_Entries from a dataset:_
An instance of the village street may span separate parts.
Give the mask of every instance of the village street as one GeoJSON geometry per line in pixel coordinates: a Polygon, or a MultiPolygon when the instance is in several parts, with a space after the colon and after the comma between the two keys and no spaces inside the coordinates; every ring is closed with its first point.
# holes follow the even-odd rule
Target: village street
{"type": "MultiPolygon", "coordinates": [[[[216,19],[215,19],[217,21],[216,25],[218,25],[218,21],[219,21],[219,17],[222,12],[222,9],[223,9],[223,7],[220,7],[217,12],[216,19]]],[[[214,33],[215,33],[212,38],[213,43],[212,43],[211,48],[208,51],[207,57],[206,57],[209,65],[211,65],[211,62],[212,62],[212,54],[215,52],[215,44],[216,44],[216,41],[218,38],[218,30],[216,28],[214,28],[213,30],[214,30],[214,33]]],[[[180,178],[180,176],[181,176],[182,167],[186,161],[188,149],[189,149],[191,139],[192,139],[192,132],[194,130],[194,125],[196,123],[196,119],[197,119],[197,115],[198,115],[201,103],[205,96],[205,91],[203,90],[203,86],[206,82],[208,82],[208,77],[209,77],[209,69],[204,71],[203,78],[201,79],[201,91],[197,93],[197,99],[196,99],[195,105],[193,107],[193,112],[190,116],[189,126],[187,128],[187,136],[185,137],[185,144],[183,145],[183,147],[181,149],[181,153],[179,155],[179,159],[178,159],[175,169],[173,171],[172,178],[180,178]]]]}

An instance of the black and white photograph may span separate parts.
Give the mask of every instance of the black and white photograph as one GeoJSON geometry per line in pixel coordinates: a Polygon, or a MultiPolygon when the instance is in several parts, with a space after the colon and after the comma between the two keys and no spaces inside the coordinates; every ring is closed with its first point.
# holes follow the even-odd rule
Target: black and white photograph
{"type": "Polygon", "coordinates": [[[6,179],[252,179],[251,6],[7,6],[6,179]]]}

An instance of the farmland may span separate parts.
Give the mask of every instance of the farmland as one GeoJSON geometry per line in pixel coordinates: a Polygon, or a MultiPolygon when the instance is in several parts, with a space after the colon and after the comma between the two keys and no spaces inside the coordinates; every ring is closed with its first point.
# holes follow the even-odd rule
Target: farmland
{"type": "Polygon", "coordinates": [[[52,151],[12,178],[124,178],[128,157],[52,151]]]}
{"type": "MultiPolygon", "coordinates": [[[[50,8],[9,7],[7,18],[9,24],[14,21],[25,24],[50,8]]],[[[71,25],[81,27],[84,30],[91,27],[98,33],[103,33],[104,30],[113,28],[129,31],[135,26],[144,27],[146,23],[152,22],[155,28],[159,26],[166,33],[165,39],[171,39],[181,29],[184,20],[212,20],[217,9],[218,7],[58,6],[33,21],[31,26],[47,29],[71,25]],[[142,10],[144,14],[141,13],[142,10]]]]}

_AIM OF THE EXERCISE:_ Arrange every one of the records above as a two-column CSV with the header text,answer. Give one row per record, put each field in double quotes, and turn every line break into a space.

_CORRECT ANSWER:_
text,answer
"An instance of the village street may span separate parts. Give the mask of every instance of the village street as one GeoJSON geometry per line in pixel coordinates: a Polygon, or a MultiPolygon when the instance is in several parts, with a space after the colon and after the comma between the two keys and no spaces inside the coordinates; every ring is closed with its first point. # holes follow the even-odd rule Target: village street","{""type"": ""MultiPolygon"", ""coordinates"": [[[[216,19],[215,19],[217,21],[216,25],[218,25],[218,21],[219,21],[219,17],[222,12],[222,9],[223,9],[223,7],[220,7],[217,12],[216,19]]],[[[214,33],[215,33],[212,38],[213,43],[212,43],[211,48],[208,51],[207,57],[206,57],[209,65],[211,65],[211,62],[212,62],[212,54],[215,52],[215,44],[216,44],[216,41],[218,38],[218,30],[216,28],[214,28],[213,30],[214,30],[214,33]]],[[[180,178],[180,176],[181,176],[182,167],[186,161],[188,149],[189,149],[191,139],[192,139],[192,132],[194,130],[194,125],[196,123],[196,119],[197,119],[197,115],[198,115],[201,103],[205,96],[205,91],[203,90],[203,86],[206,82],[208,82],[208,77],[209,77],[209,69],[204,71],[203,78],[201,79],[201,91],[197,93],[197,99],[196,99],[195,105],[193,107],[193,112],[190,116],[189,126],[187,128],[187,136],[185,137],[185,144],[183,145],[183,147],[181,149],[181,153],[179,155],[179,159],[178,159],[175,169],[173,171],[172,178],[180,178]]]]}"
"An instance of the black and white photograph may span separate parts. Give the mask of every instance of the black and white photograph as one GeoJSON geometry per line in pixel coordinates: a Polygon, or a MultiPolygon when the instance is in several parts, with a space after the colon and after the comma between the two keys and no spaces inside the coordinates; every ring is closed with its first point. # holes follow the even-odd rule Target: black and white photograph","{""type"": ""Polygon"", ""coordinates"": [[[6,179],[252,179],[251,6],[7,6],[6,179]]]}"
"An instance of the farmland may span separate parts. Give the mask of every instance of the farmland as one GeoJSON geometry per line in pixel coordinates: a Polygon, or a MultiPolygon when the instance is in several parts, with a space after the colon and after the comma between the two keys and no spaces inside the coordinates; every ring is closed with its first point. # holes follow the even-odd rule Target: farmland","{""type"": ""Polygon"", ""coordinates"": [[[52,151],[12,178],[124,178],[128,157],[52,151]]]} {""type"": ""MultiPolygon"", ""coordinates"": [[[[50,8],[9,7],[7,18],[9,24],[14,21],[25,24],[50,8]]],[[[71,25],[81,27],[84,30],[91,27],[98,33],[103,33],[104,30],[113,28],[129,31],[135,26],[144,27],[146,23],[152,22],[155,28],[159,26],[166,33],[165,39],[171,39],[181,29],[184,20],[212,20],[217,9],[218,7],[58,6],[33,21],[31,26],[47,29],[71,25]],[[142,10],[144,14],[141,13],[142,10]]]]}"